▸ **PETUNJUK**:
**1.** Ringkas paragraf yang diawali "Ratu Laras Sumanding atau Nyi Ong Tien memang ada orangnya" dari teks tentang Putri Ong Tien menjadi daftar poin. Pertahankan fakta utamanya.
**2.** Salin persis bagian dari teks tentang Putri Ong Tien, mulai dari "Dia adalah Putri" sampai dengan "tahun yang silam.".
**3.** Jawab pertanyaan berikut berdasarkan teks tentang Putri Ong Tien:
(a) Dari negeri mana putri muda itu berlayar ke Nusantara?
(b) Apa sebutan Nyi Ong Tien di Keraton Kasepuhan Kesultanan Pakungwati Cirebon?
(c) Di mana letak makam Nyi Ong Tien?

▸ **TEKS YANG DIBERIKAN**:

Putri Ong Tien dan Sultan Cirebon

 

Seorang putri muda, mutiara dari negeri tirai bambu, yang berparas cantik elok nan rupawan, pernah berlayar jauh dilautan nan luas, memburu sang kekasih pujaan hatinya dari negeri China ke Nusantara. Berikut ini k8sahnya :

Dia adalah Putri Ong Tien, pernah meninggalkan sebuah kisah indah yang romantis sebagai seorang istri dari ulama tinggi penyebar agama islam di Tanah Jawa, Syeikh Syarif Hidayatullah atau lebih di kenal dengan Sunan Gunung Jati, yang menjadikannya Ratu atau Putri Laras Sumanding yaitu sebutan Nyi Ong Tien di Keraton Kasepuhan Kesultanan Pakungwati Cirebon sekitar 600 tahun yang silam.

Ratu Laras Sumanding atau Nyi Ong Tien memang ada orangnya, karena jelas ada makamnya yang terdapat di Kompleks Pemakaman Gunung Sembung Cirebon. Tercatat nama lengkap kelahirannya Tan Hong Tien Nio (陈凤珍娘), walaupun ada yang mencatat sebagai Lie Ong Tien (李凤珍), tetapi bukan bermarga Ong (王) yang sering disalahkan karena juga disebut Ong Tien Nio. Entah Nyi Ong Tien bermarga Tionghoa atau apa, pastinya bukan keturunan Kaisar Ming Hong Gie (Hongxi 明洪熙) Zhu Gao Zhi (朱高炽) yang bermarga Zhu dan hidup dari tahun 1378 sampai 1425. Maharaja tersebut hanya setahun saja menggantikan Yongle Zhu Di ditahta, sudah wafat jauh sebelum kelahiran Nyi Ong Tien. Begitupun, Sunan Gunung Jati atau Syeikh Syarif Hidayatullah tidak mungkin pernah menemuinya di Cina, Tionghoa Ming (大明).

(Entri pelabelan lokasi gambar)

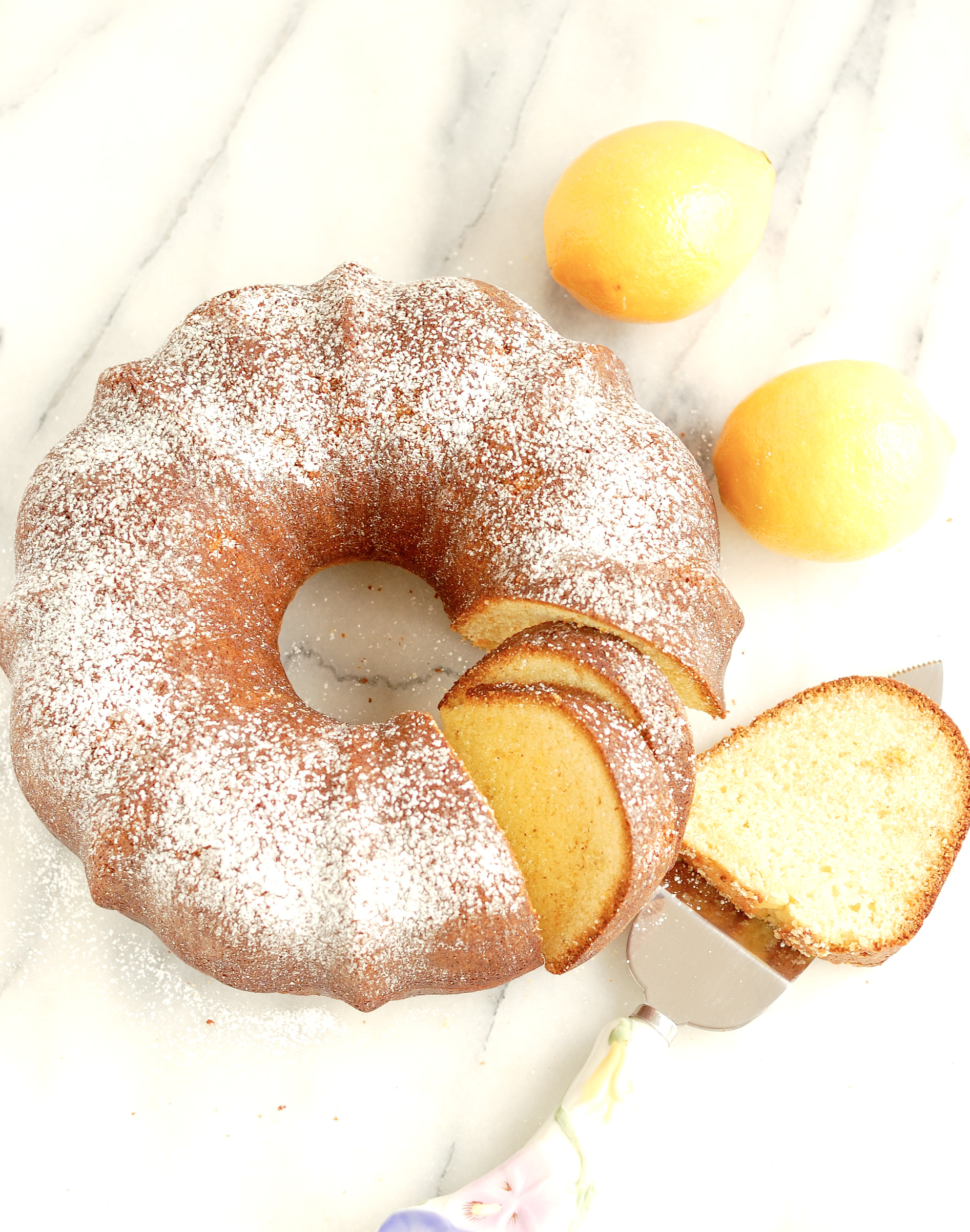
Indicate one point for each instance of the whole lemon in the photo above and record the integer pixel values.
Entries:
(834, 461)
(656, 221)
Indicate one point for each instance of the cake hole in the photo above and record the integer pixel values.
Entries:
(365, 641)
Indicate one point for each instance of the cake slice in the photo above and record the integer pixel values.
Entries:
(585, 805)
(609, 668)
(835, 816)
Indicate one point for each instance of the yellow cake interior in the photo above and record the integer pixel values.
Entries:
(558, 805)
(502, 618)
(831, 817)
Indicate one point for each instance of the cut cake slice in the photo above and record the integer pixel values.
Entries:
(609, 668)
(583, 803)
(835, 816)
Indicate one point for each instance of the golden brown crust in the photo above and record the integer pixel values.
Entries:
(443, 426)
(749, 901)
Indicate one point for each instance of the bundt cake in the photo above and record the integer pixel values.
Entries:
(442, 426)
(835, 816)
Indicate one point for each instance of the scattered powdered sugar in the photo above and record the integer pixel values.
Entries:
(440, 425)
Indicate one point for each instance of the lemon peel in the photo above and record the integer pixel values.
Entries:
(654, 222)
(834, 461)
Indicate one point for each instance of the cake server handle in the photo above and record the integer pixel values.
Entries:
(550, 1184)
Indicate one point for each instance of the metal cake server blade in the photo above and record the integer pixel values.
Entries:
(925, 676)
(700, 961)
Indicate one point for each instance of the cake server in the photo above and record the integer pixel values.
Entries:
(700, 962)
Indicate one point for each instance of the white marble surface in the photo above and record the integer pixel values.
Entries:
(157, 152)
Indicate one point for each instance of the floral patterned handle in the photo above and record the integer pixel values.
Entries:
(549, 1185)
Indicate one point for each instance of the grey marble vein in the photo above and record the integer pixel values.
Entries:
(513, 136)
(40, 83)
(284, 36)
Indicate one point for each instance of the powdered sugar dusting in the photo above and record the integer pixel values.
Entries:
(440, 425)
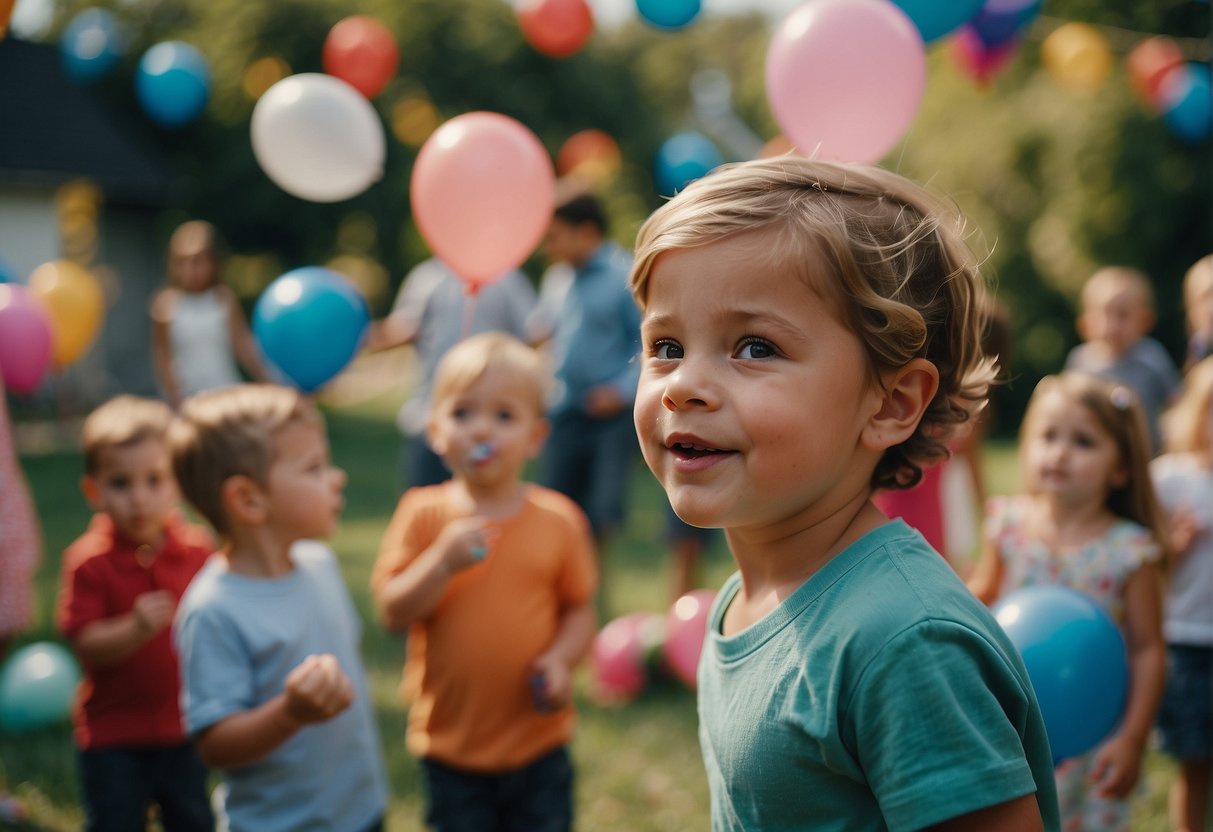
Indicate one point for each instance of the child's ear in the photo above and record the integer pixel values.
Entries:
(906, 394)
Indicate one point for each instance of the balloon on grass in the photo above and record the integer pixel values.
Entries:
(1076, 660)
(483, 191)
(172, 83)
(26, 340)
(362, 51)
(36, 687)
(318, 138)
(844, 78)
(309, 324)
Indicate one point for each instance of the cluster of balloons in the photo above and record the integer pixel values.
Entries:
(633, 649)
(172, 83)
(36, 687)
(49, 324)
(1076, 660)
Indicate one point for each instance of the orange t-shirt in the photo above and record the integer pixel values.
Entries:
(467, 673)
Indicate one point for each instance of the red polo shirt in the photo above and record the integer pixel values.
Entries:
(134, 702)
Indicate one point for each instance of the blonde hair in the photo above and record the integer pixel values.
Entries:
(491, 353)
(121, 422)
(894, 261)
(1188, 425)
(1118, 411)
(229, 432)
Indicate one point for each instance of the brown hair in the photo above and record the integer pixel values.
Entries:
(895, 267)
(121, 422)
(229, 432)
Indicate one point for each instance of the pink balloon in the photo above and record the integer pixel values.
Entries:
(844, 78)
(685, 630)
(483, 192)
(26, 338)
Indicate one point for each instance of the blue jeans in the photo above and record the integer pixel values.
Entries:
(535, 798)
(120, 784)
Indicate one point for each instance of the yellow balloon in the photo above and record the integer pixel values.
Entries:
(1077, 56)
(75, 303)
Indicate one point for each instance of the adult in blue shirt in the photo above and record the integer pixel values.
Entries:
(596, 338)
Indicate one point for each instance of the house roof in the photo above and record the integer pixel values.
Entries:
(53, 130)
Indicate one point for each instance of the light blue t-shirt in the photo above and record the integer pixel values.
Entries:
(881, 695)
(238, 638)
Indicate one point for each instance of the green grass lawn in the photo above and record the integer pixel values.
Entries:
(638, 765)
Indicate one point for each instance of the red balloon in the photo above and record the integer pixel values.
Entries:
(557, 28)
(483, 191)
(360, 51)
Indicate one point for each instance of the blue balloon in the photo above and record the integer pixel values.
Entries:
(935, 18)
(1076, 660)
(1190, 113)
(682, 159)
(668, 13)
(309, 324)
(91, 45)
(36, 687)
(172, 83)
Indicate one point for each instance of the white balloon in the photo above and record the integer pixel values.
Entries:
(318, 138)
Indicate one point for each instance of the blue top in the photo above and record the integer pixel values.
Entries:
(880, 695)
(597, 336)
(238, 638)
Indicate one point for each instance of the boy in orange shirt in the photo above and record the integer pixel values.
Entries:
(120, 586)
(494, 580)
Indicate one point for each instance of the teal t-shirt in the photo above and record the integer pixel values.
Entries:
(881, 695)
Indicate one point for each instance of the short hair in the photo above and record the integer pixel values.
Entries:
(895, 267)
(228, 432)
(121, 422)
(580, 210)
(495, 353)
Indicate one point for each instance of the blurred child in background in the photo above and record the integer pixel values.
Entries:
(494, 580)
(810, 332)
(1088, 519)
(1184, 479)
(1115, 317)
(120, 586)
(274, 695)
(198, 329)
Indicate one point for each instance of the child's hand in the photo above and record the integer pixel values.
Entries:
(1116, 767)
(153, 611)
(317, 690)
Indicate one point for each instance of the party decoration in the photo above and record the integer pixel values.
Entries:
(36, 687)
(172, 83)
(360, 51)
(935, 18)
(1075, 659)
(483, 192)
(75, 306)
(26, 340)
(685, 631)
(90, 45)
(1184, 97)
(309, 324)
(557, 28)
(318, 138)
(619, 656)
(844, 78)
(682, 159)
(668, 15)
(1077, 56)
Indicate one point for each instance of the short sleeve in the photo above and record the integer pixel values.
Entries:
(938, 722)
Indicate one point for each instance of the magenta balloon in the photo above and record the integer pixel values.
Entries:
(844, 78)
(483, 191)
(26, 338)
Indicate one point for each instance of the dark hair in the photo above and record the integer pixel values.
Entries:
(580, 210)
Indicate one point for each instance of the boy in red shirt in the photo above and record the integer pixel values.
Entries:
(120, 585)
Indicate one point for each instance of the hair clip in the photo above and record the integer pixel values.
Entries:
(1121, 397)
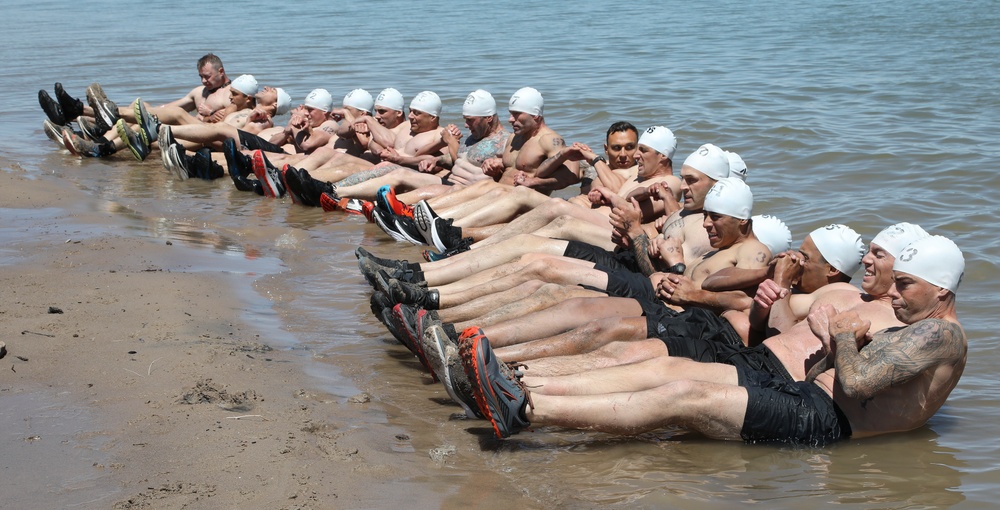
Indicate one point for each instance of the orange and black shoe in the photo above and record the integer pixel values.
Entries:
(497, 390)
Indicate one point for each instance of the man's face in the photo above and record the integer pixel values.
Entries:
(211, 77)
(814, 268)
(479, 126)
(913, 299)
(620, 149)
(522, 122)
(878, 271)
(648, 160)
(388, 117)
(316, 116)
(723, 231)
(694, 187)
(421, 122)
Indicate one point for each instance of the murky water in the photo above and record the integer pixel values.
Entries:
(865, 113)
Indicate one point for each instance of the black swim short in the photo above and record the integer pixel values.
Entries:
(254, 142)
(618, 259)
(781, 411)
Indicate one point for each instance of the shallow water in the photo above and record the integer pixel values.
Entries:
(865, 113)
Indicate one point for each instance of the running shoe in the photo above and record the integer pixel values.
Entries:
(409, 293)
(293, 186)
(268, 176)
(132, 140)
(500, 395)
(386, 198)
(71, 106)
(408, 319)
(105, 111)
(89, 130)
(149, 125)
(387, 223)
(53, 131)
(409, 230)
(51, 108)
(80, 146)
(442, 355)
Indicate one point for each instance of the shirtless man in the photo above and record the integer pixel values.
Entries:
(893, 380)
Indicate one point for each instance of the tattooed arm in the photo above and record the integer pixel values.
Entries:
(893, 357)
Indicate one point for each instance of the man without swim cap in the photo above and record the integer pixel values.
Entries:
(841, 246)
(479, 104)
(934, 259)
(660, 139)
(527, 100)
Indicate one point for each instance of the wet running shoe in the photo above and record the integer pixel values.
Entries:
(149, 125)
(409, 293)
(268, 176)
(105, 111)
(133, 140)
(385, 197)
(51, 108)
(442, 355)
(71, 106)
(408, 319)
(500, 395)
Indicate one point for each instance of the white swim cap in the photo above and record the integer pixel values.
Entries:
(246, 84)
(730, 196)
(737, 167)
(709, 160)
(527, 100)
(319, 99)
(284, 101)
(772, 232)
(935, 259)
(841, 246)
(360, 99)
(390, 98)
(895, 237)
(479, 104)
(660, 139)
(427, 102)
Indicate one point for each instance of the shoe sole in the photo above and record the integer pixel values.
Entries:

▸ **DAFTAR JAWABAN**:
**1.**
- Nyi Ong Tien benar-benar ada, dibuktikan oleh makamnya di Kompleks Pemakaman Gunung Sembung Cirebon.
- Nama lengkap kelahirannya tercatat Tan Hong Tien Nio (陈凤珍娘). Ada pula catatan yang menyebutnya Lie Ong Tien (李凤珍).
- Ia tidak bermarga Ong (王), meskipun sering disebut Ong Tien Nio.
- Ia pasti bukan keturunan Kaisar Ming Hong Gie (Hongxi) Zhu Gao Zhi, yang bermarga Zhu dan hidup pada tahun 1378–1425.
- Kaisar tersebut hanya setahun menggantikan Yongle Zhu Di di takhta dan wafat jauh sebelum Nyi Ong Tien lahir.
- Sunan Gunung Jati atau Syeikh Syarif Hidayatullah tidak mungkin pernah menemuinya di Cina, Tionghoa Ming (大明).

**2.**
Dia adalah Putri Ong Tien, pernah meninggalkan sebuah kisah indah yang romantis sebagai seorang istri dari ulama tinggi penyebar agama islam di Tanah Jawa, Syeikh Syarif Hidayatullah atau lebih di kenal dengan Sunan Gunung Jati, yang menjadikannya Ratu atau Putri Laras Sumanding yaitu sebutan Nyi Ong Tien di Keraton Kasepuhan Kesultanan Pakungwati Cirebon sekitar 600 tahun yang silam.

**3.**
(a) Dari negeri China.
(b) Ratu atau Putri Laras Sumanding.
(c) Di Kompleks Pemakaman Gunung Sembung Cirebon.